__Written problem 1__:
Transcribe the forum post about importing social media data, starting at "BookmarkSubscribeRSS Feed" and ending at "of symbols :smileyplain:.".
__Written problem 2__:
According to the forum post about importing social media data, what encoding does the byte-order mark in the file indicate?

BookmarkSubscribeRSS Feed
rajeshitboys
Calcite | Level 5

Hi,

I am working on Social Media Data. I have my input file as ';' delimiter file. In twitter and Facebook contains lots of symbols :smileyplain:.

I wrote a import file code like:

       data WORK.Test    ;

       %let _EFIERR_ = 0; /* set the ERROR detection macro variable */

      infile 'D:\Rajesh_sun\POCData\SrBachchan.csv' delimiter = ';' MISSOVER DSD lrecl=13106

firstobs=2 TERMSTR=CRLF;

          informat level $3. ;

          informat id $3. ;

          informat parent_id $3. ;

          informat object_id $20. ;

          informat object_type $6. ;

          informat query_status $15. ;

          informat query_time $28. ;

          informat query_type $23. ;

          informat created_at $32. ;

          informat user_screen_name $17. ;

          informat favorite_count $3. ;

          informat retweet_count $4. ;

          informat entities_hashtags___text $12. ;

          informat entities_user_mentions___name $43. ;

          informat entities_urls___display_url $2. ;

          informat in_reply_to_user_id $11. ;

         informat in_reply_to_screen_name $12. ;

         informat in_reply_to_status_id $2. ;

         informat text $142. ;

         format level $3. ;

         format id $3. ;

         format parent_id $3. ;

         format object_id $20. ;

         format object_type $6. ;

         format query_status $15. ;

         format query_time $28. ;

         format query_type $23. ;

         format created_at $32. ;

         format user_screen_name $17. ;

         format favorite_count $3. ;

         format retweet_count $4. ;

         format entities_hashtags___text $12. ;

         format entities_user_mentions___name $43. ;

         format entities_urls___display_url $2. ;

         format in_reply_to_user_id $11. ;

         format in_reply_to_screen_name $12. ;

         format in_reply_to_status_id $2. ;

         format text $142. ;

      input

                  level $

                  id $

                  parent_id $

                  object_id $

                  object_type $

                  query_status $

                  query_time $

                  query_type $

                  created_at $

                  user_screen_name $

                  favorite_count $

                  retweet_count $

                  entities_hashtags___text $

                  entities_user_mentions___name $

                  entities_urls___display_url $

                  in_reply_to_user_id $

                  in_reply_to_screen_name $

                  in_reply_to_status_id $

                  text $

      ;

      if _ERROR_ then call symputx('_EFIERR_',1);  /* set ERROR detection macro variable */

      run;


While I execute the code i am getting an error like

NOTE: A byte-order mark in the file "D:\Rajesh_sun\POCData\SrBachchan.csv" (for fileref

      "#LN00023") indicates that the data is encoded in "utf-8".  This encoding will be used to

      process the file.

__Data segment__:
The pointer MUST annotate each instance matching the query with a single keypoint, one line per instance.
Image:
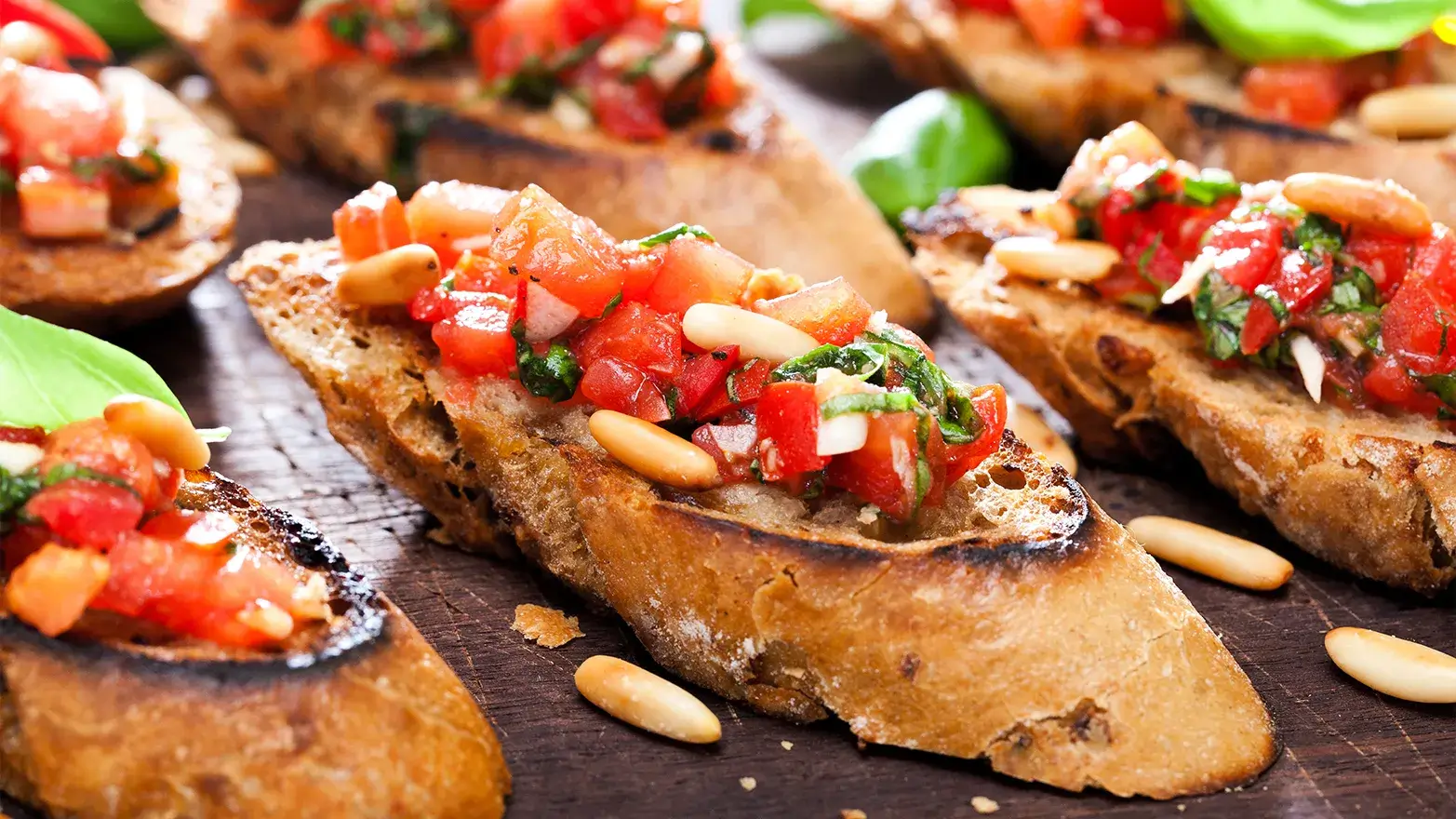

__Task answer 1__:
BookmarkSubscribeRSS Feed
rajeshitboys
Calcite | Level 5

Hi,

I am working on Social Media Data. I have my input file as ';' delimiter file. In twitter and Facebook contains lots of symbols :smileyplain:.

__Task answer 2__:
It indicates that the data is encoded in "utf-8".